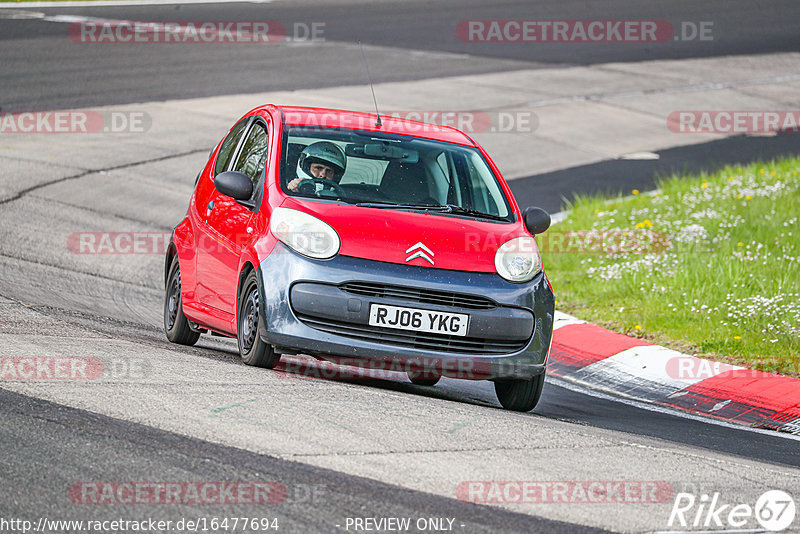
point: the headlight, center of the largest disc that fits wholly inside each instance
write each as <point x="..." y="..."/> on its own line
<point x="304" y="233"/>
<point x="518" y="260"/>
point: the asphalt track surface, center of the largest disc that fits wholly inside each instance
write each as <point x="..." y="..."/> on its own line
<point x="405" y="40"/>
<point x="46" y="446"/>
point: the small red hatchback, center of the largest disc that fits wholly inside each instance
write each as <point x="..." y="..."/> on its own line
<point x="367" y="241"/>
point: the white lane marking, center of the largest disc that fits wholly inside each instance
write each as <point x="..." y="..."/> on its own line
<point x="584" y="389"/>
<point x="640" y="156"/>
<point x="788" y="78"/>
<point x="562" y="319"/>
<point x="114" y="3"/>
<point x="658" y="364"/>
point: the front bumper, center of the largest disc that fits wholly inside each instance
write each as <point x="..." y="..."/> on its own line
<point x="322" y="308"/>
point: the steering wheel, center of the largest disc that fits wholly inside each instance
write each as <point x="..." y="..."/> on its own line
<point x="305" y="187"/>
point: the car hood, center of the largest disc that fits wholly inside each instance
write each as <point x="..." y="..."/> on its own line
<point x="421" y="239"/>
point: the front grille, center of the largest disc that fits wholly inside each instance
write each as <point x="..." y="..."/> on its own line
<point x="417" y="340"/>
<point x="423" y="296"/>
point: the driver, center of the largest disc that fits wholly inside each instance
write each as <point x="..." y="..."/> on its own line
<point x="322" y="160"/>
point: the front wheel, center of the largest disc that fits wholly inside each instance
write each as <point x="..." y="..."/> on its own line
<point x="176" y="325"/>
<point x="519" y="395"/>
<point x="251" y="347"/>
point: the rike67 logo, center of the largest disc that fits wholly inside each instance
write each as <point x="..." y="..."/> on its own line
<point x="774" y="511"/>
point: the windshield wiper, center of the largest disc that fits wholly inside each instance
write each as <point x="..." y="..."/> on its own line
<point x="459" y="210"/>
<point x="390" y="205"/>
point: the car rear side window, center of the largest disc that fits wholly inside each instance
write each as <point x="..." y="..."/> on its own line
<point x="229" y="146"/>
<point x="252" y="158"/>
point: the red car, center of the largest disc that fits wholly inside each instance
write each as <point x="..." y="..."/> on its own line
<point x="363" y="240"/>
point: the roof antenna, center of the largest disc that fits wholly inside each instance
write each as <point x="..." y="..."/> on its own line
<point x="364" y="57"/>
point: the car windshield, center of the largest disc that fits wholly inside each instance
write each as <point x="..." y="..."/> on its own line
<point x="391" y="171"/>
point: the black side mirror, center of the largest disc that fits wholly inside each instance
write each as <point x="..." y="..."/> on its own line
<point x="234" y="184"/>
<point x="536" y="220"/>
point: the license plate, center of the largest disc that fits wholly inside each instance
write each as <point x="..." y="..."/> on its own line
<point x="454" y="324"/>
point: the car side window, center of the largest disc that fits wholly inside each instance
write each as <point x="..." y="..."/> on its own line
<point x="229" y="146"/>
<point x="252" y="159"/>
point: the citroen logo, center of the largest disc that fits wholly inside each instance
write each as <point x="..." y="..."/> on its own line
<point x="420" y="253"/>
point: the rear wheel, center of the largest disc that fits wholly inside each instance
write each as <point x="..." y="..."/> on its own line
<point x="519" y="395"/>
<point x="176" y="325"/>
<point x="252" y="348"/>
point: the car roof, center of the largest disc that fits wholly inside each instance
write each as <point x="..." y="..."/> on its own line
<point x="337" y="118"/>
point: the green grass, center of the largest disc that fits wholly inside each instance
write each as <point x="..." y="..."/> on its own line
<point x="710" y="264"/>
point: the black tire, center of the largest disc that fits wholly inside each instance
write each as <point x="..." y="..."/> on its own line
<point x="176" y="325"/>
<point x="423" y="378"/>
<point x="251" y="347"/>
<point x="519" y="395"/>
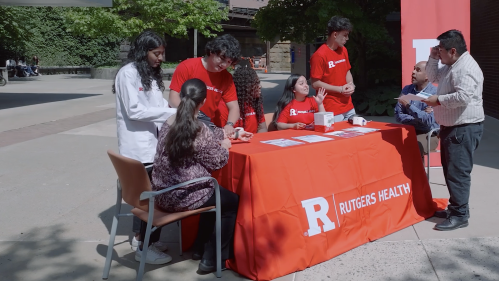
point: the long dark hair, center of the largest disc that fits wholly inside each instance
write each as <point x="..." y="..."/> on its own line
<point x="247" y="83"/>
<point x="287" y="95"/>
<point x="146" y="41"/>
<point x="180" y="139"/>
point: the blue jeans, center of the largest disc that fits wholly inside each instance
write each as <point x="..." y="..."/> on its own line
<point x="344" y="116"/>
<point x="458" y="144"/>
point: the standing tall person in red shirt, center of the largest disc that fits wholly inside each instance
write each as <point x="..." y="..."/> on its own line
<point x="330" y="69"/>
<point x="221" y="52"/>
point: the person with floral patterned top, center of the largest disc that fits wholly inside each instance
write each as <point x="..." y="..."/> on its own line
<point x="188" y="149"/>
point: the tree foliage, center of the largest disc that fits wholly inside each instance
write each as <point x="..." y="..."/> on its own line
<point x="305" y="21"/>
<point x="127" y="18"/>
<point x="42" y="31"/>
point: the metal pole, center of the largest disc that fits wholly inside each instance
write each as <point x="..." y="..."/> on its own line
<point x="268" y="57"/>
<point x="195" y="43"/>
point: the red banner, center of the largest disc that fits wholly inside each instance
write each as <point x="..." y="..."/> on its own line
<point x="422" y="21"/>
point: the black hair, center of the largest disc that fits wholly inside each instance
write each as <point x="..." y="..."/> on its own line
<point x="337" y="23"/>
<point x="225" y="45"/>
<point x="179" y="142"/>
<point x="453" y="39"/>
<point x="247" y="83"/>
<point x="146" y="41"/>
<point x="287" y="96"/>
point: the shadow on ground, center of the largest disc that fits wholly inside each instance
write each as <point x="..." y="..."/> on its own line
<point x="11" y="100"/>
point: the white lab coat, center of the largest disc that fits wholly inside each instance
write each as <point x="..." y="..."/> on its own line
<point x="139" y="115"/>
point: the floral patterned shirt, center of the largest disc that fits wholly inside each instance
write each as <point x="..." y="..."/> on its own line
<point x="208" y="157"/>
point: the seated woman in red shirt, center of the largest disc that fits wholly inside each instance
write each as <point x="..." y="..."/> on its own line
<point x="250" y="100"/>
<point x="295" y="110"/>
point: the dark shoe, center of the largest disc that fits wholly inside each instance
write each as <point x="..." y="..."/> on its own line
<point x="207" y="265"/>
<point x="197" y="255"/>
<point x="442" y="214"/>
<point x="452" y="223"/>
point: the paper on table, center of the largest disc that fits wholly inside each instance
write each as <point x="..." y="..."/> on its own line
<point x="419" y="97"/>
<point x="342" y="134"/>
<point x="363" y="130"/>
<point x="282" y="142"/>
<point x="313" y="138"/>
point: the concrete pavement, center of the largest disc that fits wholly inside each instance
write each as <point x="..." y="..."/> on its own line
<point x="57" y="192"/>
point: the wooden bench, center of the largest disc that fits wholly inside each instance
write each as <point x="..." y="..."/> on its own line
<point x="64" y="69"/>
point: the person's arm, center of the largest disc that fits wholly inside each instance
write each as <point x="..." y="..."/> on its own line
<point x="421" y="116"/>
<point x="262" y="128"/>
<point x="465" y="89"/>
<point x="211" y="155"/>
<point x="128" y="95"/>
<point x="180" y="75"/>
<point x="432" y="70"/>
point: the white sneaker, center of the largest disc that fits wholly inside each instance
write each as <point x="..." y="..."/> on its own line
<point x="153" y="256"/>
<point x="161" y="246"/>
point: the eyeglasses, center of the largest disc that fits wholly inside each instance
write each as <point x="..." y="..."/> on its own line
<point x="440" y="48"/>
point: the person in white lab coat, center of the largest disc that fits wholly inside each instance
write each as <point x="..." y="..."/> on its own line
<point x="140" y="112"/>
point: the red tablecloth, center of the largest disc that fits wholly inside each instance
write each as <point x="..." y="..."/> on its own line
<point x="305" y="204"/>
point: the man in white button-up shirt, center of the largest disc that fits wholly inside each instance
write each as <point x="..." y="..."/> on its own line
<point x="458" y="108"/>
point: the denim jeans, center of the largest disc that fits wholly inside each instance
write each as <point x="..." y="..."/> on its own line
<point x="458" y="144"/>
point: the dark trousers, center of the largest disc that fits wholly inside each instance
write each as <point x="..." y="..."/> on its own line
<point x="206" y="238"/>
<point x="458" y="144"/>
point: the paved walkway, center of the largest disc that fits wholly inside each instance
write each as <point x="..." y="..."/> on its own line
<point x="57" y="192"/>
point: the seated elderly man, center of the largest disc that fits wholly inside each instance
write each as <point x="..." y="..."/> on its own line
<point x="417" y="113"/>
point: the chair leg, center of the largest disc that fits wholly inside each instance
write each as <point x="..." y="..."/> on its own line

* What you are asked to do: Only the lines from the one that contains "point: the denim" to the end of the data should be output, exactly as they appear.

* Solution for this problem:
point: the denim jeans, center of the largest disc that fits wholly inside each instance
write each as <point x="..." y="..."/> on its own line
<point x="458" y="144"/>
point: the dark trousers, center of the largest disc that fits wholly inside each instance
write each as <point x="..." y="..."/> on its own line
<point x="206" y="238"/>
<point x="458" y="144"/>
point: the paved walkway, center of the largest disc that fits wholly inside each instance
write each as <point x="..." y="..."/> on its own line
<point x="57" y="192"/>
point: the seated elderly man, center of the largest disc that fits wholly inside each instance
write each as <point x="..." y="..."/> on its own line
<point x="417" y="113"/>
point: the chair leg, center of the largest disc that fits wholly inside each instance
write each as <point x="..." y="..."/> on its own line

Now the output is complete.